**Material supplied**
>>>>
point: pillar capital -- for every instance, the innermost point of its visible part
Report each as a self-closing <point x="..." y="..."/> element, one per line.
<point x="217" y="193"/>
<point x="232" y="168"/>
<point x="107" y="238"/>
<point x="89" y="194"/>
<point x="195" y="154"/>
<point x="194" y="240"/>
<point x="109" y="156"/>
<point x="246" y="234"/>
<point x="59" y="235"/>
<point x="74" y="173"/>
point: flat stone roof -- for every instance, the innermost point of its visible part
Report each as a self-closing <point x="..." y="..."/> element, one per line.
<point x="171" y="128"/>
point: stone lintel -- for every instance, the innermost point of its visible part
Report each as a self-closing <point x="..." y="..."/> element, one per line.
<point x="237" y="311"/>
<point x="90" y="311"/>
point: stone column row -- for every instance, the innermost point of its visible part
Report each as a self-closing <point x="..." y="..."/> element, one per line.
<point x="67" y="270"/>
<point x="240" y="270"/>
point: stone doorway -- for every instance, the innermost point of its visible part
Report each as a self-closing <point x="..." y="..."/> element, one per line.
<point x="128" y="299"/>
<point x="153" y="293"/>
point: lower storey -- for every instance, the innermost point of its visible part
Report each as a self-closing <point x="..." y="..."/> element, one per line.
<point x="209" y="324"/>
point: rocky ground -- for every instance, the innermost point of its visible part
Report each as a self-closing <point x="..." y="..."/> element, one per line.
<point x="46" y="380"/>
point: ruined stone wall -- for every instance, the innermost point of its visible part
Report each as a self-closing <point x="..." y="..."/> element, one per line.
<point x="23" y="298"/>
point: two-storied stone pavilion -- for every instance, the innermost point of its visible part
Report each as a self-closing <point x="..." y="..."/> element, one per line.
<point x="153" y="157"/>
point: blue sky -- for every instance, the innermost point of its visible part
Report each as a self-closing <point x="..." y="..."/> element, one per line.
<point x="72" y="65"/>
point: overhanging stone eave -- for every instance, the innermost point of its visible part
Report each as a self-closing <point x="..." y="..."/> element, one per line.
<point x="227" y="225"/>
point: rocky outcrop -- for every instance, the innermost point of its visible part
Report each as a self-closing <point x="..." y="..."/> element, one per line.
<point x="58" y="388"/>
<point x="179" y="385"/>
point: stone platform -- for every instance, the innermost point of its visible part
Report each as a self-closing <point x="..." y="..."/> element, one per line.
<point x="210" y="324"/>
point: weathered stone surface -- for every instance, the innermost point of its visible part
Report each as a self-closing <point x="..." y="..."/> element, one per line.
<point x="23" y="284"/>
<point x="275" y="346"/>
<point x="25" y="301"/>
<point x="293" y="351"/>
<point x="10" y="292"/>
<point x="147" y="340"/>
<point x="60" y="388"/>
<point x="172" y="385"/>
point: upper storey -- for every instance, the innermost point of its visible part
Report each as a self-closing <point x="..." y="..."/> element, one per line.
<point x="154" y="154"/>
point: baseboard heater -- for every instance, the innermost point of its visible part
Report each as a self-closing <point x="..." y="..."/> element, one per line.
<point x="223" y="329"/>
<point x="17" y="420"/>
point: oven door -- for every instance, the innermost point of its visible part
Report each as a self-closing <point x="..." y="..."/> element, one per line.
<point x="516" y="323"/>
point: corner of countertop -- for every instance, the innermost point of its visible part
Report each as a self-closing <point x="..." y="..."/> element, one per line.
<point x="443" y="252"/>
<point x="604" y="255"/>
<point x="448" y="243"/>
<<<<
**Aim of the task**
Express all of the material above as a two-column CSV with the headers "input" and "output". Give each input its own row with its answer in the output column, put each field in quotes, and replace its line breaks with spaces.

**Written solution**
input,output
"point: pillar capital -- for every instance, the innermost point of its visible part Report each as a self-closing <point x=""..."" y=""...""/> element, one per line.","<point x=""217"" y=""193""/> <point x=""232"" y=""168""/> <point x=""107"" y=""238""/> <point x=""89"" y=""194""/> <point x=""195"" y=""154""/> <point x=""194"" y=""240""/> <point x=""109"" y=""156""/> <point x=""246"" y=""234""/> <point x=""59"" y=""235""/> <point x=""74"" y=""173""/>"
"point: flat stone roof -- for every instance, the innermost point of its visible part Report each as a self-closing <point x=""..."" y=""...""/> element, one per line.","<point x=""171"" y=""128""/>"
"point: stone lintel -- for every instance, the innermost point of its visible part Report each as a self-closing <point x=""..."" y=""...""/> element, one per line.","<point x=""237"" y=""311""/> <point x=""90"" y=""311""/>"
"point: stone column row -- for every instance, the innermost point of its visible part Report each as a self-closing <point x=""..."" y=""...""/> element, one per line.","<point x=""67"" y=""270""/> <point x=""240"" y=""270""/>"
"point: stone doorway -- for every instance, the innermost point of its visible part Report each as a self-closing <point x=""..."" y=""...""/> element, one per line.","<point x=""128"" y=""299""/> <point x=""153"" y=""293""/>"
"point: lower storey -- for every instance, the innermost point of its visible part Report each as a self-closing <point x=""..."" y=""...""/> element, one per line.","<point x=""209"" y=""324""/>"
"point: rocky ground -- for every instance, the innermost point of its visible part Report each as a self-closing <point x=""..."" y=""...""/> element, one per line.","<point x=""46"" y=""380""/>"
"point: ruined stone wall -- for every instance, the innermost point of its visible part Report each as a self-closing <point x=""..."" y=""...""/> element, one per line.","<point x=""23"" y=""298""/>"
"point: two-storied stone pavilion -- for every instance, the innermost point of its visible part Report each as a self-closing <point x=""..."" y=""...""/> element, one per line.","<point x=""153"" y=""157""/>"
"point: blue sky -- for every instance, the innermost point of its visible part Report each as a self-closing <point x=""..."" y=""...""/> element, one per line.","<point x=""72"" y=""65""/>"
"point: overhanging stone eave -- for every instance, the innermost point of its visible part Report each as a self-closing <point x=""..."" y=""...""/> element, one per line.","<point x=""227"" y=""225""/>"
"point: rocky outcrop -- for every instance, the innermost point of its visible part Report each as a self-closing <point x=""..."" y=""...""/> element, one per line.","<point x=""58"" y=""388""/> <point x=""179"" y=""385""/>"
"point: stone platform -- for every instance, the innermost point of its visible part Report each as a self-closing <point x=""..."" y=""...""/> element, one per line.","<point x=""210"" y=""324""/>"
"point: weathered stone surface -- for every instance, the innermost point of its visible part Report each as a self-closing <point x=""..."" y=""...""/> element, one per line.","<point x=""23"" y=""284""/> <point x=""275"" y=""346""/> <point x=""25"" y=""301""/> <point x=""293"" y=""351""/> <point x=""10"" y=""292""/> <point x=""147"" y=""340""/> <point x=""60"" y=""388""/> <point x=""172"" y=""385""/>"
"point: upper storey -- for every instance, the innermost point of its visible part Report each as a self-closing <point x=""..."" y=""...""/> element, one per line.","<point x=""154"" y=""154""/>"
"point: baseboard heater -- for every instance, the innermost point of its visible part Report each as a self-closing <point x=""..."" y=""...""/> element, one per line.","<point x=""223"" y=""329""/> <point x=""17"" y=""420""/>"
"point: oven door -- for every instance, the innermost point of its visible part Report each as a self-closing <point x=""..."" y=""...""/> element, one per line.","<point x=""516"" y=""323""/>"
"point: corner of countertop -- for every instance, the innermost point of its visible part Report each as a self-closing <point x=""..."" y=""...""/> element, one per line.","<point x=""443"" y=""252""/> <point x=""604"" y=""255""/> <point x=""448"" y=""243""/>"